* **WHAT YOU WILL DO**
Please output exactly the run of lines that starts at the line with "Task: tag the person in red" and ends at the last line of the records below.
_____
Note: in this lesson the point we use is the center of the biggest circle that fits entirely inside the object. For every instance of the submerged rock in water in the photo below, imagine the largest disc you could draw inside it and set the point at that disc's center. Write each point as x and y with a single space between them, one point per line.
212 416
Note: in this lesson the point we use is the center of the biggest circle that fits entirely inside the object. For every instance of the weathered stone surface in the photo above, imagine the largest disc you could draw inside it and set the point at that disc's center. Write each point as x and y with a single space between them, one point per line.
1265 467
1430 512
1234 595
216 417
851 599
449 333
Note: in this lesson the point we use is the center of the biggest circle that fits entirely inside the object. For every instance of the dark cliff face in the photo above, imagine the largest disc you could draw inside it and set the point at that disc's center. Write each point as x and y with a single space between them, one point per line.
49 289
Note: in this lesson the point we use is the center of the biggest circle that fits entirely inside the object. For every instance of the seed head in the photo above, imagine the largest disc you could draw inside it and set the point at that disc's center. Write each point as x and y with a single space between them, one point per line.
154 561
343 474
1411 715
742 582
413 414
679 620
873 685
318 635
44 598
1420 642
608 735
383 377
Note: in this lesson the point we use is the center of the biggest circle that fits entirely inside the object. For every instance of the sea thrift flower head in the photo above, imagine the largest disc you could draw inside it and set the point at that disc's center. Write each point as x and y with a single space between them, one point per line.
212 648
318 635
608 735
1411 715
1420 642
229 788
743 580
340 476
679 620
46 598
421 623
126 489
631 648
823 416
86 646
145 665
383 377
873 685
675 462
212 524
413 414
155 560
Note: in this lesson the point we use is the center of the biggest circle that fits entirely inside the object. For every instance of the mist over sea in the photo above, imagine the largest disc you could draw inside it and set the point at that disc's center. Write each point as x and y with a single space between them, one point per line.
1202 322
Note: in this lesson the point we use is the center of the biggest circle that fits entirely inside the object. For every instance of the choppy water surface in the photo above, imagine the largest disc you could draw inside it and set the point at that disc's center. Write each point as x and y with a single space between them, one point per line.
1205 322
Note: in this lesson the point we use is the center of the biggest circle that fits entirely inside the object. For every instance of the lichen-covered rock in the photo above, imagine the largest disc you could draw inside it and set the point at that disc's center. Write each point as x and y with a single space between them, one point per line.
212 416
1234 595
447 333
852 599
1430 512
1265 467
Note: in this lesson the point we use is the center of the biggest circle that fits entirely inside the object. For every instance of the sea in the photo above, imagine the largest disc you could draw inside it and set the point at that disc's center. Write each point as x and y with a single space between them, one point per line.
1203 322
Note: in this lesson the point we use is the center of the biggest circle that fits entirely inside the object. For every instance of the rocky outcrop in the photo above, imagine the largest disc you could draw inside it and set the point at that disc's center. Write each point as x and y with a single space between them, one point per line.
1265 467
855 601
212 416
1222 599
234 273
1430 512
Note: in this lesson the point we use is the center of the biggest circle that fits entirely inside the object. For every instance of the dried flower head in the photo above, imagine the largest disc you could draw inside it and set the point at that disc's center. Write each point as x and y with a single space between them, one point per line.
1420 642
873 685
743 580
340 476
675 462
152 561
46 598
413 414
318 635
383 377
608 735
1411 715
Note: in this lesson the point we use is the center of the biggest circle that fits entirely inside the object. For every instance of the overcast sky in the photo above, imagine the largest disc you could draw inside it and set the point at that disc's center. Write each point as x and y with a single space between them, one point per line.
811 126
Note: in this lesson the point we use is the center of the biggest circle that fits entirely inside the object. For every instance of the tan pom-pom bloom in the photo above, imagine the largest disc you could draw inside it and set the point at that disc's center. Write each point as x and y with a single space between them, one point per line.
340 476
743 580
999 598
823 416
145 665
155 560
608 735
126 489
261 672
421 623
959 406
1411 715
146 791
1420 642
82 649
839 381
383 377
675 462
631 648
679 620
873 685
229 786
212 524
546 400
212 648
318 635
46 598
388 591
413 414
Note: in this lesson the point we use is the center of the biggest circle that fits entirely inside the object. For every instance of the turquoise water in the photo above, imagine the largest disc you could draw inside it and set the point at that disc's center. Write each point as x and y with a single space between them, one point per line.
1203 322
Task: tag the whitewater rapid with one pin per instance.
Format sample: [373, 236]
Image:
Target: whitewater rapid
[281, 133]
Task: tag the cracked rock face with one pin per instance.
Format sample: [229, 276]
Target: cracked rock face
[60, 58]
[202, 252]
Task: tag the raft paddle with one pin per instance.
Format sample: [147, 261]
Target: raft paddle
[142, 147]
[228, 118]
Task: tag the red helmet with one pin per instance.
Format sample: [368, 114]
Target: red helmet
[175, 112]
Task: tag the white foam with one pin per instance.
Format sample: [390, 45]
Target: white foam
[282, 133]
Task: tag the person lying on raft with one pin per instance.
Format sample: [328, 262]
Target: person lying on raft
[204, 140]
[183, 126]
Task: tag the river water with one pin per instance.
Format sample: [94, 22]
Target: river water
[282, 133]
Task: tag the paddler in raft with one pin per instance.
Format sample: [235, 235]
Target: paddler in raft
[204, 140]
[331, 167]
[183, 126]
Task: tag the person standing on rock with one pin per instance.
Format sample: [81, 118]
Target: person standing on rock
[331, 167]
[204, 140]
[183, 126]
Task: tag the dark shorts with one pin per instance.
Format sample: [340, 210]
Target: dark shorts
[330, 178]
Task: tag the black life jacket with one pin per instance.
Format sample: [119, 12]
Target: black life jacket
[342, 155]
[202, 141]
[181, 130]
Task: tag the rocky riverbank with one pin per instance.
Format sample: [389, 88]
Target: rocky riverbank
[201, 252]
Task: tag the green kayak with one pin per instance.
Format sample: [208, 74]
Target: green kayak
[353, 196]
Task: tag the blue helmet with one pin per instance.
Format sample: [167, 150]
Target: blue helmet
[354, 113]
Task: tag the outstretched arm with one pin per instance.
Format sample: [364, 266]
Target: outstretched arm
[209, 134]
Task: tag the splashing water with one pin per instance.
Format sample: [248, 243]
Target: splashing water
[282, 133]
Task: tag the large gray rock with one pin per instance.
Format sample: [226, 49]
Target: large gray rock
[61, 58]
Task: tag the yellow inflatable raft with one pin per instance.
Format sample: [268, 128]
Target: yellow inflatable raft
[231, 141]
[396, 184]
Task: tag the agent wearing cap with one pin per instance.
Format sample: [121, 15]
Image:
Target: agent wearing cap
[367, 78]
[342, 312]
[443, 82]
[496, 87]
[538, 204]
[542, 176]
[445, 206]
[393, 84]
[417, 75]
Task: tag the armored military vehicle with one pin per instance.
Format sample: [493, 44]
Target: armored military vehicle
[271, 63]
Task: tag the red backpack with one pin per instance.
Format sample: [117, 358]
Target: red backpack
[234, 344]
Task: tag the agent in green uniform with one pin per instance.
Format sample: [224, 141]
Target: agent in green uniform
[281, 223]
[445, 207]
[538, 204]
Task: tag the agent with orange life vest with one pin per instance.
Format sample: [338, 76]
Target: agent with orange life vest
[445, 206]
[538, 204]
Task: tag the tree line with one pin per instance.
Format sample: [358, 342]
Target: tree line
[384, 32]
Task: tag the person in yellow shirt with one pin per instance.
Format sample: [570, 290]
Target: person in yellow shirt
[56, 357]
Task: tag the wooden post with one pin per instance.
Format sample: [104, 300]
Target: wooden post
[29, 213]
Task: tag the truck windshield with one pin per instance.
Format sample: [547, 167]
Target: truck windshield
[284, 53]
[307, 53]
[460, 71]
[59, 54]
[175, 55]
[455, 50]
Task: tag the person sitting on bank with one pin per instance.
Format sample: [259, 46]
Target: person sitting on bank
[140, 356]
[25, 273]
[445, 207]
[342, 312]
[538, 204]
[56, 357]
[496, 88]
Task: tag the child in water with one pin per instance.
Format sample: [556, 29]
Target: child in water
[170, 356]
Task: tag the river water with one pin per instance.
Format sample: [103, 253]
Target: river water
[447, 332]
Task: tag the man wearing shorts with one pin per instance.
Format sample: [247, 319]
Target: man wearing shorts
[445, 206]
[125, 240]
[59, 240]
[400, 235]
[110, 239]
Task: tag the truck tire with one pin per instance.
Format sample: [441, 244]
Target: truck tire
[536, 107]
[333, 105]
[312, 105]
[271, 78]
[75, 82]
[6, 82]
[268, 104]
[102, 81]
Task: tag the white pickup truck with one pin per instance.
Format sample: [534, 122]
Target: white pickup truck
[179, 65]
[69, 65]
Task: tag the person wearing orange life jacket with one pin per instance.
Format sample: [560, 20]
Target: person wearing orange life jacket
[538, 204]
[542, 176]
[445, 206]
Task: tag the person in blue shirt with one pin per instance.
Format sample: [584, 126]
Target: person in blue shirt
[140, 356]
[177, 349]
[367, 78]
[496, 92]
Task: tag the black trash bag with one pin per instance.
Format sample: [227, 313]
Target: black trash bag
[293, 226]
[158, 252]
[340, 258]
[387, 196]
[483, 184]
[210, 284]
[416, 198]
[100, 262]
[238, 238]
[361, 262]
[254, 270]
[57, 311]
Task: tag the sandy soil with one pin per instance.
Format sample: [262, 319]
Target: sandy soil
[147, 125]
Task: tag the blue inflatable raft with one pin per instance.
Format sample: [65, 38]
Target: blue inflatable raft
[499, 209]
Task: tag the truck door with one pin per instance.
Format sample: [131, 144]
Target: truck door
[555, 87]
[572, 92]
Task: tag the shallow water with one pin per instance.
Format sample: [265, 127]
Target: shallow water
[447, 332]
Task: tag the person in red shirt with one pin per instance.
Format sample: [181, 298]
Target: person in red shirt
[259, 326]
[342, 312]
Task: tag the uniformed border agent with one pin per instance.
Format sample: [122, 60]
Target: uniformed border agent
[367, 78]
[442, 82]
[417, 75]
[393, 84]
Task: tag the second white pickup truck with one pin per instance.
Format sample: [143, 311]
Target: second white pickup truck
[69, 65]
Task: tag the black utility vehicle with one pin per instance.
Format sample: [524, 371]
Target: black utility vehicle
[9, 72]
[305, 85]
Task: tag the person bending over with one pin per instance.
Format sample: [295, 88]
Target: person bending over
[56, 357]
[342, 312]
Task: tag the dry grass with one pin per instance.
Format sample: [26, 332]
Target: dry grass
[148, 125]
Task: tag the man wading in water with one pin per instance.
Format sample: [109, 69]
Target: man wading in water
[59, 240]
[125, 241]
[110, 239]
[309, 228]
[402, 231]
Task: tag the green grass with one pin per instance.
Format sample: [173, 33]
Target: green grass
_____
* **REPLY TO THE TASK**
Task: tag the person in red shirt with one pin per instance.
Format sample: [181, 298]
Target: person in red shirt
[259, 326]
[342, 312]
Task: tag the uniformed border agent with one pin per instance.
Format sample: [122, 60]
Target: uniformed border agent
[367, 78]
[442, 82]
[417, 75]
[393, 84]
Task: tag the second white pickup truck with one pin per instance.
Format sample: [143, 311]
Target: second white pickup truck
[69, 65]
Task: tag the black utility vehicle with one pin per instance.
Format sample: [524, 371]
Target: black utility vehicle
[9, 72]
[305, 85]
Task: tag the person bending over with one pin per instance.
Format sample: [295, 88]
Target: person bending over
[56, 357]
[342, 312]
Task: tag the dry grass with one pin per instance.
Format sample: [26, 332]
Target: dry grass
[148, 125]
Task: tag the man wading in water with one pin per instance.
Format sample: [109, 69]
Target: man wading in water
[59, 240]
[125, 241]
[110, 239]
[309, 228]
[402, 231]
Task: tag the green grass with one pin per instance.
Format sample: [173, 33]
Target: green grass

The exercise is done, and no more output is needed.